Task to complete:
Write out the whole listing word for word.

Stored records
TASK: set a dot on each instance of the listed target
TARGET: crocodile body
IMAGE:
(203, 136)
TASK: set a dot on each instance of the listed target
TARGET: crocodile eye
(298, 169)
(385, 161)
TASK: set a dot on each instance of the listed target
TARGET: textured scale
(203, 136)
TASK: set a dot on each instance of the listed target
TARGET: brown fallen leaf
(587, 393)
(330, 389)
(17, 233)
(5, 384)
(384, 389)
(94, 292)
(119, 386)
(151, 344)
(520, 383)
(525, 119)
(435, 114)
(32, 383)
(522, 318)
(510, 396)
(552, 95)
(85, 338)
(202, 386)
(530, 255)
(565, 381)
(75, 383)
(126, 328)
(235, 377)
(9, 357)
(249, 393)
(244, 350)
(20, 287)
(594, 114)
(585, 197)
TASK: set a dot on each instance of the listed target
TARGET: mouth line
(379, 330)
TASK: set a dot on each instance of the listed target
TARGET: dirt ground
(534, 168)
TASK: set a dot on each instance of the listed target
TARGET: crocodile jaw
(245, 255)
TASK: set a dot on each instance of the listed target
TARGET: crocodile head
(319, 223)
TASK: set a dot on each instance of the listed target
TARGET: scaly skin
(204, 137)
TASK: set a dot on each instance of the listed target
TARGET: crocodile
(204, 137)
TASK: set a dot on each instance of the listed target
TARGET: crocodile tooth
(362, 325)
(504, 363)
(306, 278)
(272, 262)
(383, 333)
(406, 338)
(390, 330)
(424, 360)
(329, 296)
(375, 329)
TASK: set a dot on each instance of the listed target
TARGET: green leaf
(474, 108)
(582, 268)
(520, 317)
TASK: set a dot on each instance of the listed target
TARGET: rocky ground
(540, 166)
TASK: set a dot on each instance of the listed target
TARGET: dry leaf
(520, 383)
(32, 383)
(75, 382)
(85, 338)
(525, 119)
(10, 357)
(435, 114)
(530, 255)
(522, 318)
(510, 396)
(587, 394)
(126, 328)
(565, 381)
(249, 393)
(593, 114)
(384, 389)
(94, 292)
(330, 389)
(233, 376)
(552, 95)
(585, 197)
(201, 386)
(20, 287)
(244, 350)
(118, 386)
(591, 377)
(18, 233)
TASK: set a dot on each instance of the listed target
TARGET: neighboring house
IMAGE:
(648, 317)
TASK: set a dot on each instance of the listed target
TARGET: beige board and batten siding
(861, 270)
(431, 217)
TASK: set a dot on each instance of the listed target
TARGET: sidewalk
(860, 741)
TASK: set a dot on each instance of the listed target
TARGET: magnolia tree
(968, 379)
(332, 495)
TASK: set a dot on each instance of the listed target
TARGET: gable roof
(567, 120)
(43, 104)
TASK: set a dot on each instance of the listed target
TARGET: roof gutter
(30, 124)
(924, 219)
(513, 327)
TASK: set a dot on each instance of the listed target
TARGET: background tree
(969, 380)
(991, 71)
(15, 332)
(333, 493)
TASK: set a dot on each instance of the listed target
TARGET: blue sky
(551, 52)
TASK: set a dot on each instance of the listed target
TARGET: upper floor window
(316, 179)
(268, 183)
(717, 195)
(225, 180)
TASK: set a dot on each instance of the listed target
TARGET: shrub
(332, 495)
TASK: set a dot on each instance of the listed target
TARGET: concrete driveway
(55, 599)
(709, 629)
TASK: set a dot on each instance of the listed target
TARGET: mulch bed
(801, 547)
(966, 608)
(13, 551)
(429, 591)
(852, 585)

Reply to the exercise:
TASK: set a dot on each instance of the listed target
TARGET: crocodile body
IMAGE:
(203, 136)
TASK: set a dot on each instance of the listed target
TARGET: crocodile eye
(298, 169)
(385, 161)
TASK: set a dot on each instance of the listed target
TARGET: textured scale
(203, 136)
TASK: set a dot on each instance of the listed target
TARGET: brown fallen leaf
(587, 393)
(330, 389)
(17, 233)
(5, 384)
(384, 389)
(94, 292)
(119, 386)
(151, 344)
(520, 383)
(525, 119)
(435, 114)
(32, 383)
(522, 318)
(510, 396)
(552, 95)
(85, 338)
(202, 386)
(530, 255)
(565, 381)
(75, 383)
(126, 328)
(235, 377)
(9, 357)
(249, 393)
(244, 350)
(20, 287)
(594, 114)
(585, 197)
TASK: set a dot on each instance of the listed target
TARGET: mouth line
(379, 330)
TASK: set a dot on each instance of the listed target
TARGET: dirt ground
(534, 168)
TASK: set a dot on each instance of the listed target
TARGET: crocodile jaw
(245, 255)
TASK: set a dot on each instance of the listed target
TARGET: crocodile head
(319, 223)
TASK: set a dot on each instance of the listed target
TARGET: scaly skin
(204, 137)
TASK: set a dot on each instance of the listed target
TARGET: crocodile
(204, 137)
TASK: set a dot on each instance of the listed target
TARGET: crocodile tooth
(362, 325)
(504, 363)
(306, 278)
(272, 262)
(383, 333)
(406, 338)
(390, 330)
(424, 360)
(329, 296)
(375, 329)
TASK: set a dot on each instance of the listed target
TARGET: green leaf
(474, 108)
(582, 268)
(520, 317)
TASK: set a dot on each instance of the listed target
TARGET: rocky ground
(540, 166)
TASK: set a dot on each instance of the listed target
TARGET: dry leaf
(520, 383)
(32, 383)
(75, 382)
(85, 338)
(525, 119)
(10, 357)
(435, 114)
(530, 255)
(522, 318)
(510, 396)
(587, 394)
(126, 328)
(565, 381)
(249, 393)
(593, 114)
(384, 389)
(94, 292)
(330, 389)
(233, 376)
(552, 95)
(585, 197)
(201, 386)
(20, 287)
(244, 350)
(118, 386)
(591, 377)
(18, 233)
TASK: set a dot on each instance of the listed target
TARGET: neighboring house
IMAGE:
(648, 317)
TASK: set a dot on each instance of the listed target
TARGET: beige board and batten siding
(861, 270)
(431, 217)
TASK: set a dot on each instance of the listed target
TARGET: sidewalk
(860, 741)
TASK: set a dot on each instance of the listed target
TARGET: magnolia tree
(968, 379)
(332, 495)
TASK: set a dot on each instance of the listed target
TARGET: gable roof
(567, 120)
(43, 104)
TASK: set a dot on each instance of the listed target
TARGET: roof gutter
(30, 124)
(924, 219)
(513, 327)
TASK: set a dot on each instance of the listed target
TARGET: background tree
(969, 380)
(991, 71)
(15, 332)
(333, 493)
TASK: set a dot on each instance of the listed target
TARGET: blue sky
(551, 52)
TASK: set a dot on each instance of the listed target
TARGET: upper floor window
(316, 179)
(268, 183)
(717, 195)
(225, 180)
TASK: set a dot on each instance of the listed target
TARGET: shrub
(332, 495)
TASK: set a dot on each instance of the listed target
TARGET: concrete driveway
(55, 599)
(709, 629)
TASK: set a dot on each instance of the listed target
TARGET: mulch bed
(801, 547)
(966, 608)
(13, 551)
(429, 591)
(852, 585)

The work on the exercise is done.